▸ TEXT SHOWN
VT Through a Constitutional Lens

The senseless, tragic shootings at Virginia Tech on April 16, 2007 have required all Americans to begin two tasks we are normally loath to perform separately, much less at the same time -- grieving and thinking. One week or even one year may not put enough time between us and the events to feel comfortable addressing the lessons the event should teach us about ourselves and our society. However, the consequences of the shootings make it clear comfort is not the most important principle at stake.

Individual Rights and Public Priorities

Many of the discussions after the shooting focused on the interpretation and limitations on the right to bear arms provided in the Second Amendment to the Constitution. I would argue anyone jumping to the Second Amendment to frame a review of the pattern of violence most recently repeated at Virginia Tech is bound to miss the real issues. A more appropriate start to the debate involves two famous excerpts from the key founding documents of our society. Specifically,

We hold these truths to be self-evident, that all men are created equal, that they are endowed by their Creator with certain unalienable Rights, that among these are Life, Liberty and the pursuit of Happiness.

▸ WORK REQUIRED
Please say whether each statement below agrees with the Virginia Tech text. Answer yes or no for each, and quote the deciding words from the text.
1. The shootings at Virginia Tech happened on April 16, 2007.
2. The writer holds that the Second Amendment is the right place to begin a review of the violence.
3. The text calls comfort the most important principle at stake.

▸ SOURCE MATERIAL
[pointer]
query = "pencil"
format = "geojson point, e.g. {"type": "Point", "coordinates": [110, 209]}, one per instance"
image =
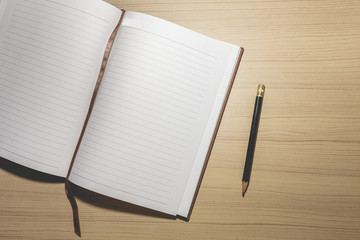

▸ SOLUTION TO THE PROBLEM
1. Yes: "The senseless, tragic shootings at Virginia Tech on April 16, 2007"
2. No: "anyone jumping to the Second Amendment to frame a review of the pattern of violence most recently repeated at Virginia Tech is bound to miss the real issues"
3. No: "comfort is not the most important principle at stake"